Can you arrange everything from the line containing "Q: Using the form shown in this sample, indicate the sky" down through the last of the entries below as a numbered list, including that first line and skipping any blank lines?
□ □ □ □ □
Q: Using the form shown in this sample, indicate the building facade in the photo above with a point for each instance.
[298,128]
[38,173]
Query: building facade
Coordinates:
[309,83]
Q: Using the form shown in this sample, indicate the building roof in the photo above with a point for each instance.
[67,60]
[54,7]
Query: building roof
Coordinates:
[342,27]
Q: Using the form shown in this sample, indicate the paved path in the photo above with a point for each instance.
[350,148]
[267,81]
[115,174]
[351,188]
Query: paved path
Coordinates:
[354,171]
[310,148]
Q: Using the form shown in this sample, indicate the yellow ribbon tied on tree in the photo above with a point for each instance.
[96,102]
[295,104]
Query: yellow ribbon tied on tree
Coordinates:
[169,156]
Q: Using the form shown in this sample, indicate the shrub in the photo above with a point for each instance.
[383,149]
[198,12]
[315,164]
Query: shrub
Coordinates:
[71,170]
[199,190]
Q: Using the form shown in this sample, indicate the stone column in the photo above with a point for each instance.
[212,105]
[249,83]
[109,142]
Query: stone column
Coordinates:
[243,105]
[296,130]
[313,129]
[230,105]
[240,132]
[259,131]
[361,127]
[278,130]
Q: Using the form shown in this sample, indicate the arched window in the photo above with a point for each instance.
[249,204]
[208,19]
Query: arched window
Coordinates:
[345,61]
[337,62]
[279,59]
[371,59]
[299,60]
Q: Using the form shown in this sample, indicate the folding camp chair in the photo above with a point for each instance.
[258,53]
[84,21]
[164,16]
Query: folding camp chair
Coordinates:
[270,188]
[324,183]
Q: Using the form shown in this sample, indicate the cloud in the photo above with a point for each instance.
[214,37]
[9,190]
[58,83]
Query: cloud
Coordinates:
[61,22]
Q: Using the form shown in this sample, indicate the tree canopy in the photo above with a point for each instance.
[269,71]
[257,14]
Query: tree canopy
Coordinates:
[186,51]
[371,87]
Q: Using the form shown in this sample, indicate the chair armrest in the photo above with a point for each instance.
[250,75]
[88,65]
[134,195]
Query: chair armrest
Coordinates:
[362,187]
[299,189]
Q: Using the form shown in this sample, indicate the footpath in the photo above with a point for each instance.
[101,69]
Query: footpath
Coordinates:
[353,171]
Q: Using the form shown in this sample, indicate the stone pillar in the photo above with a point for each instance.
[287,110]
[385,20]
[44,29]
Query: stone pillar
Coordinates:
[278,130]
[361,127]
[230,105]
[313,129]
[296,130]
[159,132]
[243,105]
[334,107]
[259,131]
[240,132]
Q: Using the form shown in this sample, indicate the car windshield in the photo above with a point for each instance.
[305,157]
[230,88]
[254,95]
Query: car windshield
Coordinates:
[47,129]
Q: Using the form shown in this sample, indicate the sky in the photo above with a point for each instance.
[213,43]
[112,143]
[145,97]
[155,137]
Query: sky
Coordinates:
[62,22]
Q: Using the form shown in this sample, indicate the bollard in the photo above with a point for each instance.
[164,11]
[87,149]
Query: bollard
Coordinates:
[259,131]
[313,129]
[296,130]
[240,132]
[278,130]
□ □ □ □ □
• [RESPONSE TO THE EXERCISE]:
1. Q: Using the form shown in this sample, indicate the sky in the photo above with a point for each instance.
2. [213,43]
3. [112,143]
4. [145,97]
5. [155,137]
6. Query: sky
7. Coordinates:
8. [62,22]
9. Q: Using the form shown in this sample, indicate the bollard in the photo above with a point for each instance.
10. [164,11]
11. [87,149]
12. Query: bollard
13. Coordinates:
14. [259,131]
15. [313,129]
16. [296,130]
17. [240,132]
18. [278,130]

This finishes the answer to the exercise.